** Start PROVIDED ENTRIES **

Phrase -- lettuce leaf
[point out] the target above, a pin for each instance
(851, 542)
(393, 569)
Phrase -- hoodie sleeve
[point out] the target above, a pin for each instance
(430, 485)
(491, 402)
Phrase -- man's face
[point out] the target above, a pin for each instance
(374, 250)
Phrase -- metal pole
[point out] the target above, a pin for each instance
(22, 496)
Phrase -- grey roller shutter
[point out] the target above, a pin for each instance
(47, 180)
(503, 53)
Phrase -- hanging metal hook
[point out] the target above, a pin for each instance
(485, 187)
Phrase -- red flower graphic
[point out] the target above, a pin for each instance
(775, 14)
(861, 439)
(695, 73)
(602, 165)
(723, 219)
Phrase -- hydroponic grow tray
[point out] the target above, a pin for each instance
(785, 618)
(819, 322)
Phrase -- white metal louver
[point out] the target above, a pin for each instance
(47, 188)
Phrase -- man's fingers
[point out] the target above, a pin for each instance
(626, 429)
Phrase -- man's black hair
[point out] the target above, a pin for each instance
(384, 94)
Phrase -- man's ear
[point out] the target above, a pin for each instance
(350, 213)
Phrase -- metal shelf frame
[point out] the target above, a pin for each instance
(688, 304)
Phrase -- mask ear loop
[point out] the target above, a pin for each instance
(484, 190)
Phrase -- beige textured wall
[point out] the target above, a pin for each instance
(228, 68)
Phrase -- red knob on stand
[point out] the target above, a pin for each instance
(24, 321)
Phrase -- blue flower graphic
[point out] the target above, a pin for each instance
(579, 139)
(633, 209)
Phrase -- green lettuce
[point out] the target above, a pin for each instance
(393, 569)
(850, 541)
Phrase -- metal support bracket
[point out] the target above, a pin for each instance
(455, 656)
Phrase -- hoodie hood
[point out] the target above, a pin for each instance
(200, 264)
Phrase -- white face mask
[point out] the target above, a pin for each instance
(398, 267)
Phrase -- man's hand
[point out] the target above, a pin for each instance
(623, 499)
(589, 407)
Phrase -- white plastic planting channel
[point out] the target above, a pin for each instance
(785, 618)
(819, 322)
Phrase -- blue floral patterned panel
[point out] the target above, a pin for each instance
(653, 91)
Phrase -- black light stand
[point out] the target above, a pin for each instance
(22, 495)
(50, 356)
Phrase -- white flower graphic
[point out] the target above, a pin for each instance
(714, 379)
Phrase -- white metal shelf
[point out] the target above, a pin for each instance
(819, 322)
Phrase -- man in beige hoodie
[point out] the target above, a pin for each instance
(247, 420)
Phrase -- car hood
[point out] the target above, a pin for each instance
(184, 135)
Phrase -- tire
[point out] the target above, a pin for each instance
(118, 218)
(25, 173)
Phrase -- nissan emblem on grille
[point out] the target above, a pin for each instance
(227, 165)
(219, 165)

** End PROVIDED ENTRIES **

Copy exactly the lines from the one containing "Phrase -- blue floral patterned panel" through the last line of the records, both included, and nothing else.

Phrase -- blue floral patterned panel
[point out] the target above, a pin for each instance
(653, 91)
Phrase -- black light stand
[point out] the target above, a pin for each instance
(22, 495)
(50, 356)
Phrase -- white flower graphic
[point out] the target above, a pin for each instance
(714, 379)
Phrase -- white metal shelf
[point out] the target above, a pin for each instance
(819, 322)
Phrase -- man in beige hoodie
[point out] the target above, a pin for each instance
(247, 420)
Phrase -- car hood
[point out] the target above, a pin for each instance
(184, 135)
Phrase -- tire
[point out] the target above, a pin for each instance
(118, 218)
(25, 173)
Phrase -- nissan emblem on grille
[point out] the target above, a pin for each instance
(227, 165)
(219, 165)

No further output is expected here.